Mungkin UKT memang menjadi salah satu permasalahan yang dihadapi almarhumah, tetapi jika hal tersebut sampai disebut menjadi penyebab meninggalnya almarhumah jelas itu sebuah ”penghinaan” kepada almarhumah. Kecil kemungkinan seorang mahasiswi ulet dan pekerja keras apalagi juga seorang pesilat meninggal ”hanya” disebabkan tidak mendapatkan keringanan UKT yang maksimal.
Menjadi pertanyaan besar pula bagi saya, ketika seorang mahasiswi yang berasal dari keluarga kurang mampu tetapi tidak mendapat beasiswa. Bukankah jika memang berasal dari keluarga kurang mampu, sejak sekolah menengah atas atau kejuruan seharusnya mendapat beasiswa, entah itu Program Indonesia Pintar (PIP) ataupun Kartu Indonesia Pintar (KIP) Kuliah sehingga ketika melanjutkan studi di perguruan tinggi tidak terlalu mengalami kesulitan pembiayaan.
Hal tersebut penting disinggung mengingat pemberitaan seolah menjadikan UNY sebagai sasaran tembak atas peristiwa tersebut. Padahal, keringanan UKT sifatnya adalah kebijakan perguruan tinggi dengan berbagai pertimbangan logis berdasar data pendukung untuk membantu mahasiswa yang dinilai kurang mampu.
Menjadi pertanyaan besar pula bagi saya, ketika seorang mahasiswi yang berasal dari keluarga kurang mampu, tetapi tidak mendapat beasiswa.
Jika di awal pendaftaran masuk perguruan tinggi ternyata data yang diserahkan mahasiswa tidak menunjukkan bahwa mahasiswa tersebut berasal dari keluarga kurang mampu (di utas Twitter dijelaskan saat meng-upload data terkendala laptop/handphone), jelas hal tersebut akan membingungkan bagi perguruan tinggi. Meski begitu, ternyata UNY juga telah mengeluarkan kebijakan keringanan UKT meski tidak terlalu besar, tetapi jelas telah diberikan keringanan UKT.
Pemberlakuan UKT merupakan kebijakan Menteri Pendidikan dan Kebudayaan yang berlaku sejak 2013. Hal ini diatur dalam Peraturan Menteri Pendidikan dan Kebudayaan Nomor 55 Tahun 2013 tentang Biaya Kuliah Tunggal dan Uang Kuliah Tunggal pada Perguruan Tinggi Negeri di Lingkungan Kementerian Pendidikan dan Kebudayaan.
Berdasarkan kemampuan ekonomi
Secara umum tujuan kebijakan UKT adalah menghapus uang pangkal sehingga biaya kuliah yang harus dibayarkan oleh mahasiswa hanya dilakukan satu kali di setiap semester, dan tidak ada lagi biaya tambahan di luar itu. UKT tersebut telah menanggung semua kebutuhan mahasiswa setiap semester, mulai dari biaya yang berkaitan langsung dengan proses akademik hingga biaya yang sifatnya tidak langsung, seperti biaya perawatan sarana dan prasarana dan biaya kemahasiswaan. Adapun penentuan besaran UKT mahasiswa didasarkan pada kemampuan ekonomi mahasiswa, orangtua, atau pihak yang membiayai.

▶ **Data yang Ditampilkan**:
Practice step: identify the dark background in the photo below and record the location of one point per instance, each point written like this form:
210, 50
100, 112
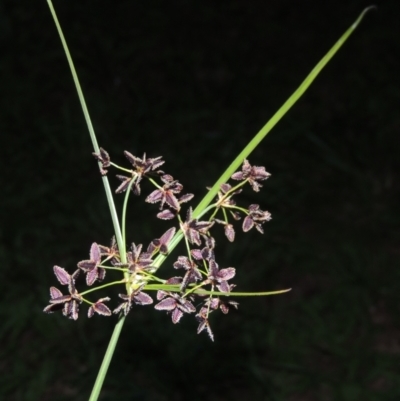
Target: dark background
194, 81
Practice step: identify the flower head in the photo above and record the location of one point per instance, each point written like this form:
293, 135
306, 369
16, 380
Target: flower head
252, 174
138, 297
92, 267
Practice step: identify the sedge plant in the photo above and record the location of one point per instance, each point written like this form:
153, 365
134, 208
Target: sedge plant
200, 287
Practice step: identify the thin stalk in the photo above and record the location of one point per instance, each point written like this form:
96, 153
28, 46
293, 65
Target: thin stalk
278, 115
92, 134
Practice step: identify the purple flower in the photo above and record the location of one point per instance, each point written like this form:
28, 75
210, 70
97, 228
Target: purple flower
175, 304
138, 297
220, 278
252, 174
192, 228
69, 304
92, 267
99, 308
166, 194
255, 218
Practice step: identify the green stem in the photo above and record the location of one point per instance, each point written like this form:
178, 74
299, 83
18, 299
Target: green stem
92, 134
278, 115
102, 286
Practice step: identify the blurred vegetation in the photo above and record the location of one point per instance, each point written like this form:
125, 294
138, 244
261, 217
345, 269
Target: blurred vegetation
193, 81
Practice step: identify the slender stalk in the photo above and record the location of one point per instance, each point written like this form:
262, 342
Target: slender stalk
92, 134
278, 115
210, 195
106, 360
118, 327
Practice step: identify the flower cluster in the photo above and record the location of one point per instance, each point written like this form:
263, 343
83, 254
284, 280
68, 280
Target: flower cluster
201, 280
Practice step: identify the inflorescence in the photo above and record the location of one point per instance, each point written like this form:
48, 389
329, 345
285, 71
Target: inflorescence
202, 280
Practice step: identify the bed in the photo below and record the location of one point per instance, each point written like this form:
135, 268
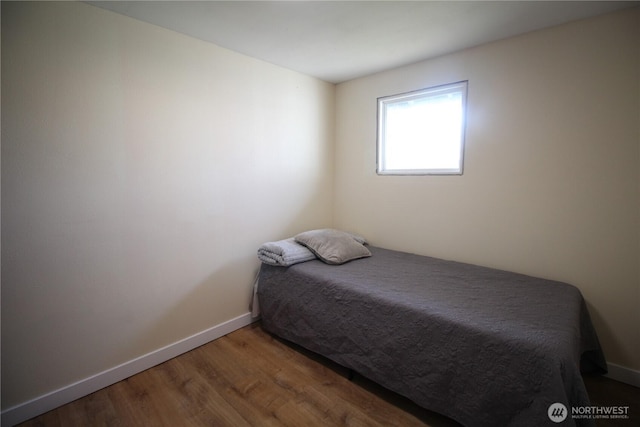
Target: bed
482, 346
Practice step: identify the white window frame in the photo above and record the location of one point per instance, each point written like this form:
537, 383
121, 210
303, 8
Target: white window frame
383, 104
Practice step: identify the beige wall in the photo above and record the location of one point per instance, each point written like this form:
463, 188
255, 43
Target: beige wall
141, 169
551, 184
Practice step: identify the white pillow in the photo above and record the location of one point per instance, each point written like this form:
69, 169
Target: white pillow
333, 246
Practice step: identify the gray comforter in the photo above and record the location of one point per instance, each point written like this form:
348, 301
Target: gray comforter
485, 347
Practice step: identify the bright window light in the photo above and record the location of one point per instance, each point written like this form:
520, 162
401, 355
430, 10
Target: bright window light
422, 132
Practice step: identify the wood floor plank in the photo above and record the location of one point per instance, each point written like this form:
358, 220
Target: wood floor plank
250, 378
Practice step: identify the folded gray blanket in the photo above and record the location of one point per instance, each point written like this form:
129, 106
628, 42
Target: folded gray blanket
284, 253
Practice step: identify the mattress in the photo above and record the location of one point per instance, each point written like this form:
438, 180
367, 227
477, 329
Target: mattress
482, 346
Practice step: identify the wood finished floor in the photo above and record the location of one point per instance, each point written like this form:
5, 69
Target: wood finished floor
250, 378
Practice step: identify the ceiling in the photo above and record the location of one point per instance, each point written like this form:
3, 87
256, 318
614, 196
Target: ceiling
340, 40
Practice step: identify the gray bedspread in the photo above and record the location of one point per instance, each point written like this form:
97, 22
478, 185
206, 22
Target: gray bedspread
485, 347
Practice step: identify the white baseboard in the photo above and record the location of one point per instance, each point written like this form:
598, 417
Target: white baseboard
56, 398
622, 374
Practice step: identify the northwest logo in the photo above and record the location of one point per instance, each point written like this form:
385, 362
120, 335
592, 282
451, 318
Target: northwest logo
557, 412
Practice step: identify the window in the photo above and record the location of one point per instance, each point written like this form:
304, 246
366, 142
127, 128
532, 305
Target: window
422, 132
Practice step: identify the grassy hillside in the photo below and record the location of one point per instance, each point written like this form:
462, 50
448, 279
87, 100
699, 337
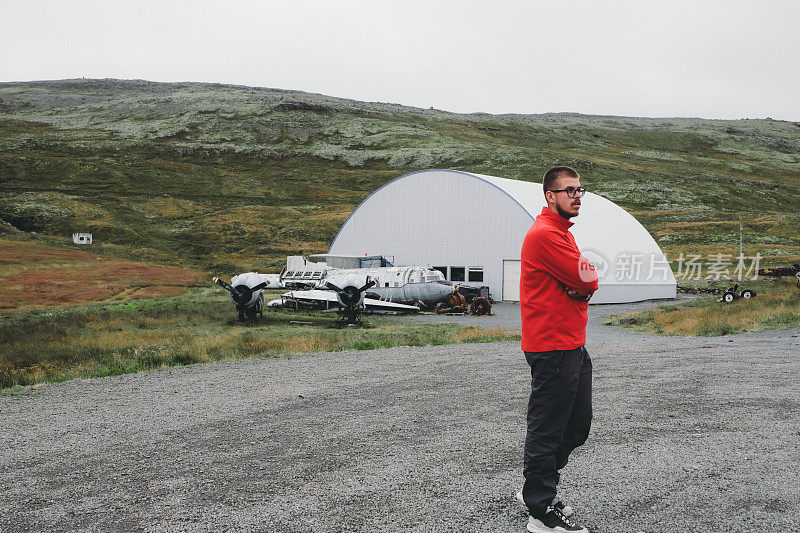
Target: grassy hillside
230, 178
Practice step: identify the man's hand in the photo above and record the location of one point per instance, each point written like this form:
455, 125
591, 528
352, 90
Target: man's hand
575, 295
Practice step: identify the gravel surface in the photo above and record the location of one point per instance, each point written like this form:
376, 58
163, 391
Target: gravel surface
689, 434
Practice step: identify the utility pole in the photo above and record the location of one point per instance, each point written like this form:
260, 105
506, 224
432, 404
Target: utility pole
741, 227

▶ **Petunjuk Tugas**:
Menurut teks bacaan, besaran UKT mahasiswa ditentukan berdasarkan apa? Mohon jawab hanya dengan berpegang pada teks bacaan.

▶ **Jawaban Tugas**:
Besaran UKT ditentukan berdasarkan kemampuan ekonomi mahasiswa, orangtua, atau pihak yang membiayai.